■ **PAGE TEXT**
-- START --

It is not  a PII....


----------



## Casecutter (Feb 6, 2013)

This for $50, then Egg's got a MSI 880GMS-E41 AM3+ 880G HDMI Micro-ATX for $30 -AR$15, and 4Gb of 1333 (PC3 10666) say $25. So, just breaking $105 provides a great base for any home use build... you got to like that. 

Although, the AMD A4-5300 $55, a FM2 (D2) mobo are like $50-60, your still it right in there.  Then my gut compels me to go with 1866 (PC3 14900), and them I'd get a case of "the might as wells" going the 8Gb option which is judicious, so that's $50-55. That's work to like $160'ish, which is still nice.  However seat-of-the-pants you won’t feel much, other than a little better 3D graphics prowess from the HD 7480D while being a little more frugal to the wall socket.

A-typical little quandary... but it’s really based on getting that 880G for a great price of $30. Say it's $45; the $40 difference ($120 vs. $160) for the new technology, efficient, APU with a bump in graphics, and _mo-better_ memory is the elegant purchase. 

This might be a case of a little too late, I feel the parade has passed by for this, unless you got parts lying around and just need a CPU.


----------



## TheGuruStud (Feb 6, 2013)

Easy Rhino said:


> well it is an AMD product...



 Bingo, execution is their problem, not the products as the haters proclaim.


----------



## Domokun (Feb 6, 2013)

No way I'd consider this at $50 when the Intel Celeron G1610 is being sold at $42.


----------



## BrooksyX (Feb 6, 2013)

Agreed, I used to be a huge AMD fanboy but right now I don't see why anyone would buy this chip over a sandy/ivybridge cpu in the same price range.


----------



## TheGuruStud (Feb 6, 2013)

BrooksyX said:


> Agreed, I used to be a huge AMD fanb.  but right now I don't see why anyone would buy this chip over a sandy/ivybridge cpu in the same price range.



Phenom X2s on eBay for 50 bucks. Unlock, OC (or undervolt) and enjoy  
I stuck one in my server. I would have used the 4100 if Microcenter had the combo sooner.


----------



## cdawall (Feb 6, 2013)

Frick said:


> IIRC none of the dual cores could be unlocked. Some single core Semprons could be unlocked to two cores (iirc), tons of X3's could be unlocked to either just four cores or four cores + level 3 cache.



There are a handful of the Athlon II X2's that would unlock I had one. Just depended on the core you got. If you were buying from MC or frys you could have them look for the correct steppings.


----------



## BrooksyX (Feb 6, 2013)

TheGuruStud said:


> Phenom X2s on eBay for 50 bucks. Unlock, OC (or undervolt) and enjoy
> I stuck one in my server. I would have used the 4100 if Microcenter had the combo sooner.



But how is that relevant to the cpu this thread is about...

-- END --

■ **GIVEN PROBLEM 1**
Reproduce the CPU thread from "There are a" to "the correct steppings.".
■ **GIVEN PROBLEM 2**
Translate this sentence from the CPU thread into Spanish: "No way I'd consider this at $50 when the Intel Celeron G1610 is being sold at $42."

■ **ITEMS**

-- START --

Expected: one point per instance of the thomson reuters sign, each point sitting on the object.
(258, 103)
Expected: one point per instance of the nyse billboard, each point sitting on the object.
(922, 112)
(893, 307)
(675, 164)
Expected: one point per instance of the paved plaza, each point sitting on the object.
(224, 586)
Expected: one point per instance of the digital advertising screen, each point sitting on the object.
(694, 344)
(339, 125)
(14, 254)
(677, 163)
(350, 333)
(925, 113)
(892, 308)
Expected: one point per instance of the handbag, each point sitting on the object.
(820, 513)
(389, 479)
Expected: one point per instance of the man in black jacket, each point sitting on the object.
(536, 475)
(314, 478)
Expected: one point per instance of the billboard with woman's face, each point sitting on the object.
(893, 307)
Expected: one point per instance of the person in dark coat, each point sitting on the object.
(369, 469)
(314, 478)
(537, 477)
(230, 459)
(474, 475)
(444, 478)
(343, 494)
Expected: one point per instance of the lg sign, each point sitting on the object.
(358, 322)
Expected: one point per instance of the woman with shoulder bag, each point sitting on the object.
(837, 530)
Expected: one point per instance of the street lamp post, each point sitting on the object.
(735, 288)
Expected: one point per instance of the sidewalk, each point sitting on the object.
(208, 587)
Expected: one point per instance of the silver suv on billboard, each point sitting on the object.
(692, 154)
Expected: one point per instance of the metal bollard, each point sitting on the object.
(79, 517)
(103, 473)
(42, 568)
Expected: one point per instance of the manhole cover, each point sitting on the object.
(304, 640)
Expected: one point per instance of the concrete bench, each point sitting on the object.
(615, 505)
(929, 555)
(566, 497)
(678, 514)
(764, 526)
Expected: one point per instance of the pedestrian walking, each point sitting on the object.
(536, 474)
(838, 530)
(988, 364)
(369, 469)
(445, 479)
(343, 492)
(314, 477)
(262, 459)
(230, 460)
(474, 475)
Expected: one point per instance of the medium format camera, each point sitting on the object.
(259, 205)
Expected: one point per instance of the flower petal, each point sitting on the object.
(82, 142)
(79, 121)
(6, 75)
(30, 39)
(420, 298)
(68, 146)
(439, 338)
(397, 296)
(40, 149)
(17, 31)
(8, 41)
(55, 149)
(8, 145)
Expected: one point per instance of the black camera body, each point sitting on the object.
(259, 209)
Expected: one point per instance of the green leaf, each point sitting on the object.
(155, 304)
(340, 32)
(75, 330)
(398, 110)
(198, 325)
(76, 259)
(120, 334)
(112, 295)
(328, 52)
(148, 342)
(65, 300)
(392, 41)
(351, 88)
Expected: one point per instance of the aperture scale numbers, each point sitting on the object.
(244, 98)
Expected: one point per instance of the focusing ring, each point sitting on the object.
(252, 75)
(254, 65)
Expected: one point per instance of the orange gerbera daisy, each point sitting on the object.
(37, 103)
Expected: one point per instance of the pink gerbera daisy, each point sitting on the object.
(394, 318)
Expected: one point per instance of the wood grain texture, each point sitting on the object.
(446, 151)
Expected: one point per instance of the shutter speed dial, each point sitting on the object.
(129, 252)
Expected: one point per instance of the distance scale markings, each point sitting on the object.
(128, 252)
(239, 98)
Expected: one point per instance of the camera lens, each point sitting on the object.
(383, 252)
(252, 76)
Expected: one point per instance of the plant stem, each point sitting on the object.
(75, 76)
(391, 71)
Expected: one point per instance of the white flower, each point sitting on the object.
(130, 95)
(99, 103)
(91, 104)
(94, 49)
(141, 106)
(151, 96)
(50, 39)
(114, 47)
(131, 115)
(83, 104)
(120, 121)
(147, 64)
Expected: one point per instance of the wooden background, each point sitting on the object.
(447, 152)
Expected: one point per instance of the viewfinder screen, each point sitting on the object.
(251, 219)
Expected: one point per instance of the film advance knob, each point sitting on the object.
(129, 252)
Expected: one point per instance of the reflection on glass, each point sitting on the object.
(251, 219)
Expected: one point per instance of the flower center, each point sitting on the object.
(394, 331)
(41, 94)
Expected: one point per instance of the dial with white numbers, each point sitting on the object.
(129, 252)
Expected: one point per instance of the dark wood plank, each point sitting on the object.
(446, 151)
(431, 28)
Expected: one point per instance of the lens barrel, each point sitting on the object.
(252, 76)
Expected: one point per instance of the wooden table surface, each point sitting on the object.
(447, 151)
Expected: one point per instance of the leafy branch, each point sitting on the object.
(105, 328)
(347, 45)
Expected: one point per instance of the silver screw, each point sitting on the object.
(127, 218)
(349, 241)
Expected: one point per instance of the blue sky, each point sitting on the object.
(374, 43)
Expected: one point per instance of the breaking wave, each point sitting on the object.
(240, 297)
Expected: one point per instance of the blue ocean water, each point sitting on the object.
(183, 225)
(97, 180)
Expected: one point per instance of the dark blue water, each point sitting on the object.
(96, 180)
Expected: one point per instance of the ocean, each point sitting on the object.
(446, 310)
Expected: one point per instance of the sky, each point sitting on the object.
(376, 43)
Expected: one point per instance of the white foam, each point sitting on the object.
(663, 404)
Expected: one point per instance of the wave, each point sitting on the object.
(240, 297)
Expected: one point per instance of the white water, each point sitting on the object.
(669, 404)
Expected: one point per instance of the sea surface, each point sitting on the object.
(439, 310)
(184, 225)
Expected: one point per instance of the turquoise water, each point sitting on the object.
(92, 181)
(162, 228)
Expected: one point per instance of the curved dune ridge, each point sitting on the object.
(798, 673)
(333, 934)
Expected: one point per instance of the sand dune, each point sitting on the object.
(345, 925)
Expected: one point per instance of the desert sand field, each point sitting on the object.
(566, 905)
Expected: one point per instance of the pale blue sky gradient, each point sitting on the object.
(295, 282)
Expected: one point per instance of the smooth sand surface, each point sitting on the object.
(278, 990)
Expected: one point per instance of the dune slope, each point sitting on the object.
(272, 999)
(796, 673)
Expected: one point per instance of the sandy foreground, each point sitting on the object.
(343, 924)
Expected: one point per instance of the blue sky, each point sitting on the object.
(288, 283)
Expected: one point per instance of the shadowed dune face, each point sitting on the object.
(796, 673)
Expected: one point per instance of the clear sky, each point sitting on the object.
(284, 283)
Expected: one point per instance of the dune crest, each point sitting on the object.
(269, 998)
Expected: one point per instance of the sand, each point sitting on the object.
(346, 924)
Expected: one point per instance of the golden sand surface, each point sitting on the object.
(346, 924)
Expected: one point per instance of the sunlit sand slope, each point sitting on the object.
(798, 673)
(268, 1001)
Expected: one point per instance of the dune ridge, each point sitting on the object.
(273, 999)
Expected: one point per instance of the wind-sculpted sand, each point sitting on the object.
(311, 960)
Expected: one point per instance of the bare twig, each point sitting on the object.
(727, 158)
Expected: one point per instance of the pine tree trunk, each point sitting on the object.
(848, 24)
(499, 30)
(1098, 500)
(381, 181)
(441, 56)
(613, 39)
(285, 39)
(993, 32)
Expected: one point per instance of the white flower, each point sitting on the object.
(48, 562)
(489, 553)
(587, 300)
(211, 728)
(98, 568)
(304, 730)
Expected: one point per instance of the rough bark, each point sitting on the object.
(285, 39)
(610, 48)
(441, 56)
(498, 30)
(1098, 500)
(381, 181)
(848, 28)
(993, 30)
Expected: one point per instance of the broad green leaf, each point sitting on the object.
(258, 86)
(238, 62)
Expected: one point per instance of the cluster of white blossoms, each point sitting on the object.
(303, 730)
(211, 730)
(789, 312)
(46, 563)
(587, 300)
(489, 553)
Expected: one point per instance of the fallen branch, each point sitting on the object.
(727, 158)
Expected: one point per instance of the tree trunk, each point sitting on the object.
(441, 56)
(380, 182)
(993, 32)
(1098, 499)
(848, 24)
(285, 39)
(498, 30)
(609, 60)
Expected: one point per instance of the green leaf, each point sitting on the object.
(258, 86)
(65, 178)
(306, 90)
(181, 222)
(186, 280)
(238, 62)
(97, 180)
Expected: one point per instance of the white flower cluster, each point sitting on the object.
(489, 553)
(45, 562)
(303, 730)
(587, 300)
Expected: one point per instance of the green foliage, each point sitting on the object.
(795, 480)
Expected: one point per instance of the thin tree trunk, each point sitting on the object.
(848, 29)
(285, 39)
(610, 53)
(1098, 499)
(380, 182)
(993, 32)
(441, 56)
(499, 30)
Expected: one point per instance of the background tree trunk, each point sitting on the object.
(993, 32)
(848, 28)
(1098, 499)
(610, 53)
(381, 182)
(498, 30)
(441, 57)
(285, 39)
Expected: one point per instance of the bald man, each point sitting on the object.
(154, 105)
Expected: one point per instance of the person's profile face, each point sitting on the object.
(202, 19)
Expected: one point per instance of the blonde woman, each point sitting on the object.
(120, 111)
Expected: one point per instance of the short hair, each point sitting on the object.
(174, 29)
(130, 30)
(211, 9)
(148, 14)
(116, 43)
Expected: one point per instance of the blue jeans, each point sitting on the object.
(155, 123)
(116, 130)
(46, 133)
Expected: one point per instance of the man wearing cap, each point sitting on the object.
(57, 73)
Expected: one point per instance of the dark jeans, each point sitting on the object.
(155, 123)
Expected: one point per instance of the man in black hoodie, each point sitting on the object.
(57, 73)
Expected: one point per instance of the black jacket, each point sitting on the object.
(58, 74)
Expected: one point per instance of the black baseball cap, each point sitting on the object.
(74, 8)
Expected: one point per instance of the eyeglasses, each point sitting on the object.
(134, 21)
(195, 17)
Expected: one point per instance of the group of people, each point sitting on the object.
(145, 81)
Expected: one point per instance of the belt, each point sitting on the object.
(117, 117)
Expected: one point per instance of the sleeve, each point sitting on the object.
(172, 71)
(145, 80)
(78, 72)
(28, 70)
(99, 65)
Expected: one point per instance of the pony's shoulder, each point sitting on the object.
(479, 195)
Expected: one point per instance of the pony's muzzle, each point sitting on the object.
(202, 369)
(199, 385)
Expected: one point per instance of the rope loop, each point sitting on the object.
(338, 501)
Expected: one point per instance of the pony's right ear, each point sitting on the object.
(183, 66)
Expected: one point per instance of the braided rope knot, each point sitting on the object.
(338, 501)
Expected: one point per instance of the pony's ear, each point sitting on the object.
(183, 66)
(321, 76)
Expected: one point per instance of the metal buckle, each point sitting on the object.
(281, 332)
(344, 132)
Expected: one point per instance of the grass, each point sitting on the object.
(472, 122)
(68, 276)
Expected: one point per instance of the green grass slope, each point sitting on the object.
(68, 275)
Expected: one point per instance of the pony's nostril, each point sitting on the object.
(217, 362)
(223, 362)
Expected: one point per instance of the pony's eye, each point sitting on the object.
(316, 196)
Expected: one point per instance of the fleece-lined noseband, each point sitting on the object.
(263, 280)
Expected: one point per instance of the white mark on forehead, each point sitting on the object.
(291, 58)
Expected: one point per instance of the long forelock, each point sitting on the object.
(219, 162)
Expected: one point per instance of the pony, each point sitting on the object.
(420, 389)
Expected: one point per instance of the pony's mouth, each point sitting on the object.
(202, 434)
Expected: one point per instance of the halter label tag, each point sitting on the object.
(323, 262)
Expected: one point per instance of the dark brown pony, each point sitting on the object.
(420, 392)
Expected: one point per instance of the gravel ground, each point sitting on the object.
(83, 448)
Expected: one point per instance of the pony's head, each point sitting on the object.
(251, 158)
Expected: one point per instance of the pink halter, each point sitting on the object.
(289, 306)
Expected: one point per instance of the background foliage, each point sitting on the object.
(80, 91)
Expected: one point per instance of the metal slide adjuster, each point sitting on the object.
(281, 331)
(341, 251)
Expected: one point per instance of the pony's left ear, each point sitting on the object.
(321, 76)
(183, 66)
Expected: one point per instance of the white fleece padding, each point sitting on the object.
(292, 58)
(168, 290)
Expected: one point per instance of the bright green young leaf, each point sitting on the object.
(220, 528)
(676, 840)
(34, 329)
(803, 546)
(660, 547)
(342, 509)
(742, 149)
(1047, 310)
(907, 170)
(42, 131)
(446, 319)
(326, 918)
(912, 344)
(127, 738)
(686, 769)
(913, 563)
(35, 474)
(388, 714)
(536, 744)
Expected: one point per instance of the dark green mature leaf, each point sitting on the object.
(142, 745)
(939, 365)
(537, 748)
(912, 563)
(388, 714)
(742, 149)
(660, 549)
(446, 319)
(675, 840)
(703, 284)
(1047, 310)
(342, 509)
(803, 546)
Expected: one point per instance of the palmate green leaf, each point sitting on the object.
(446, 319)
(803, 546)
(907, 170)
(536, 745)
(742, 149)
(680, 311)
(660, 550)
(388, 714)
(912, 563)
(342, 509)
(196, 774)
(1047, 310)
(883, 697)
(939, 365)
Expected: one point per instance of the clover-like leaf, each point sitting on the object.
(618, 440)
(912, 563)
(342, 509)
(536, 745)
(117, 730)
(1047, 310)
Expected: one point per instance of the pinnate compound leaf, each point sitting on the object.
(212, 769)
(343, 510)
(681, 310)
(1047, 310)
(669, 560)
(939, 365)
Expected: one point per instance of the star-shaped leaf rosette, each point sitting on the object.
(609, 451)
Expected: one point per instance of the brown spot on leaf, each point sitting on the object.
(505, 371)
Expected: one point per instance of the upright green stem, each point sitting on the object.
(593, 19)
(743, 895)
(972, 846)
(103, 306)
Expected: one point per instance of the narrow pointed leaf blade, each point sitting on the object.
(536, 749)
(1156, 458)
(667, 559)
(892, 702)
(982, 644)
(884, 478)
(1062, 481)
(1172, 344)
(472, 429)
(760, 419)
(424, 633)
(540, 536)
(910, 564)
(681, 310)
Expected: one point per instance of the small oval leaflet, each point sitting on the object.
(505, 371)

-- END --

■ **RESPONSE 1**
There are a handful of the Athlon II X2's that would unlock I had one. Just depended on the core you got. If you were buying from MC or frys you could have them look for the correct steppings.

■ **RESPONSE 2**
De ninguna manera consideraría esto a $50 cuando el Intel Celeron G1610 se vende a $42.